Can you repeat the entries below word for word, starting at the very first one and stopping after the line that has "[258, 179, 440, 474]", with the pictures left out?

--- START GIVEN RECORDS ---

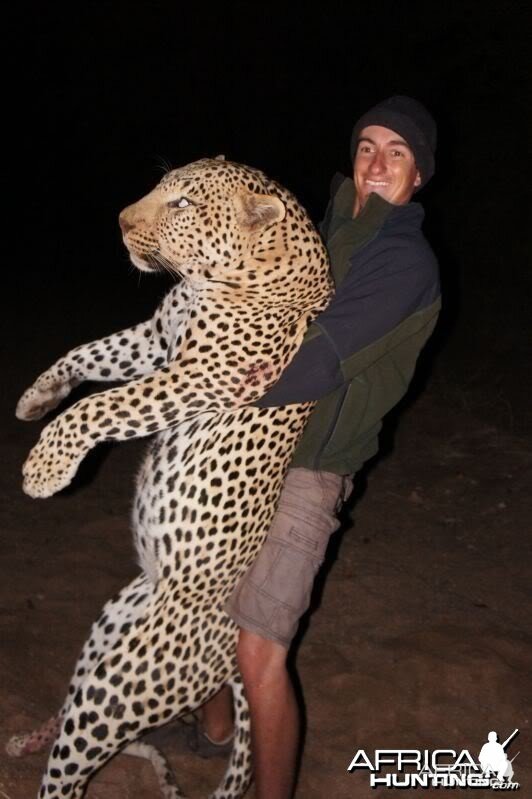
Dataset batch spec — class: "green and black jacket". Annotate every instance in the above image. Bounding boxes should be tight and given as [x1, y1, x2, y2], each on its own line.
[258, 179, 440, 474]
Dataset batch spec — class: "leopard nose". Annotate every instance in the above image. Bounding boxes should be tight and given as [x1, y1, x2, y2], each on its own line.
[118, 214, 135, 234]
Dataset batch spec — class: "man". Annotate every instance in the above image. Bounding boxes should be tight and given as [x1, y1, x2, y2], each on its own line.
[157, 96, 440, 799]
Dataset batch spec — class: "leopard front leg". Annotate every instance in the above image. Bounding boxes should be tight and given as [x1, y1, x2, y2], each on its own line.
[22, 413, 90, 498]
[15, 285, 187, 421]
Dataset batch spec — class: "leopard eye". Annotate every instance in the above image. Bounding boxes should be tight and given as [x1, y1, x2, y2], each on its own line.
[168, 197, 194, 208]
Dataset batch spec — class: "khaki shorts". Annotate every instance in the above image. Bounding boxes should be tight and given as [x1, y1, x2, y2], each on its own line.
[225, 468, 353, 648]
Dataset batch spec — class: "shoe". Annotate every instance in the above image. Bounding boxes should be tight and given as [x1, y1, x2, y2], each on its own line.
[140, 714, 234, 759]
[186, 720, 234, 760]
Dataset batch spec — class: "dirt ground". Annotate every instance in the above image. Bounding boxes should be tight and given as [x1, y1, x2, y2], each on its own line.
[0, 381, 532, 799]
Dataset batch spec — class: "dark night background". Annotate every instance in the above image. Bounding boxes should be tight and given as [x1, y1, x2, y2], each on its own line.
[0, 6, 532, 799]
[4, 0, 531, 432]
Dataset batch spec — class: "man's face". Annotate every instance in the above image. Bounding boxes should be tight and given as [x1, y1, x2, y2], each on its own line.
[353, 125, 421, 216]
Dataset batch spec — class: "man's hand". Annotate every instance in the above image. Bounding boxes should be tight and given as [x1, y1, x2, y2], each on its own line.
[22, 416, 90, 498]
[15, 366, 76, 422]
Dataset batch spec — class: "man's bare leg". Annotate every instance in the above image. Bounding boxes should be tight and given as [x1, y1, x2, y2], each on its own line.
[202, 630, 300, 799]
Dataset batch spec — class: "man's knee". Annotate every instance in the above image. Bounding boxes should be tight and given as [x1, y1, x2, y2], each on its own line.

--- END GIVEN RECORDS ---

→ ANSWER TO THIS EXERCISE:
Dataset batch spec — class: "green and black jacket". Annotate every instance in the above image. Bounding boxes should be tight and given as [x1, y1, x2, y2], each on its own line.
[258, 179, 440, 474]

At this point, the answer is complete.